WHAT YOU HAVE TO DO. Look below for the line with "Mark the backpack, one", and from there restate every line word for word until the entries end.

---+---

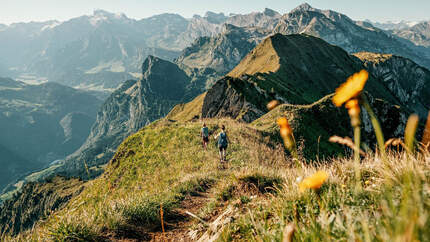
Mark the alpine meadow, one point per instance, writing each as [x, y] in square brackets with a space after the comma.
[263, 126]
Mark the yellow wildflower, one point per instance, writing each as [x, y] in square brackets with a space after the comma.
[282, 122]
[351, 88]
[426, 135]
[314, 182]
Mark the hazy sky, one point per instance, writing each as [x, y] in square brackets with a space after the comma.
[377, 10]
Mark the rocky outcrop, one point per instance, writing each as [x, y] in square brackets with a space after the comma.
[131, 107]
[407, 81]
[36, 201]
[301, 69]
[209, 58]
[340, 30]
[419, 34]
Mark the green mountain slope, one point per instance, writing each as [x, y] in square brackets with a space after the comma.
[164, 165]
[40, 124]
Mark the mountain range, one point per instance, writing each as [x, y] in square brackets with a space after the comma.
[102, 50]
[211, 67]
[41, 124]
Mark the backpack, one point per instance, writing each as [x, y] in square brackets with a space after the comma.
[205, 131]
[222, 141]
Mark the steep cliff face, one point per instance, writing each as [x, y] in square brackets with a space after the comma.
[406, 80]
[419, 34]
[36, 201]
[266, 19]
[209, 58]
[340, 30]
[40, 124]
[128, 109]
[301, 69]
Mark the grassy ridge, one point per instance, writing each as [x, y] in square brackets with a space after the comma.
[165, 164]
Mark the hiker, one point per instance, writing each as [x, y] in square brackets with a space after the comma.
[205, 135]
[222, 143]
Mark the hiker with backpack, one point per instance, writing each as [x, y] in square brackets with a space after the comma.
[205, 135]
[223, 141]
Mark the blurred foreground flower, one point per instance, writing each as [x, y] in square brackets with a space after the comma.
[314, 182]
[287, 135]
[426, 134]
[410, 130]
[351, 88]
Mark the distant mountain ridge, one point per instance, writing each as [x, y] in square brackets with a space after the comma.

---+---

SOLUTION BELOW.
Mark the backpack, one point per instance, writing each as [x, y] in square brackets with a space after the comma.
[205, 131]
[222, 141]
Mark the steep cliff face, one point per instance, writing each as [x, y] in square brackets with a space after the comma.
[406, 80]
[419, 34]
[36, 201]
[266, 19]
[209, 58]
[340, 30]
[40, 124]
[128, 109]
[301, 69]
Mark the grassy ridge, one point per instance, writing each as [x, y] in square brackets with a space after the comma.
[165, 164]
Mark the hiker, one point per instance, writing each as [x, y] in square brackets with a space after the comma.
[205, 135]
[222, 143]
Mark the hiker with backpack, one point per instance, writing each as [x, y] in square brackets with a space after the comma.
[205, 135]
[223, 141]
Mark the blurred foreground flower, one point per instance, writing each as [x, y] in square brackets with a space after the comma.
[314, 182]
[287, 135]
[426, 134]
[410, 130]
[351, 88]
Mark the distant mountain ridge, one point per instance, writing each as [x, y] in square brackets with a space after the comma.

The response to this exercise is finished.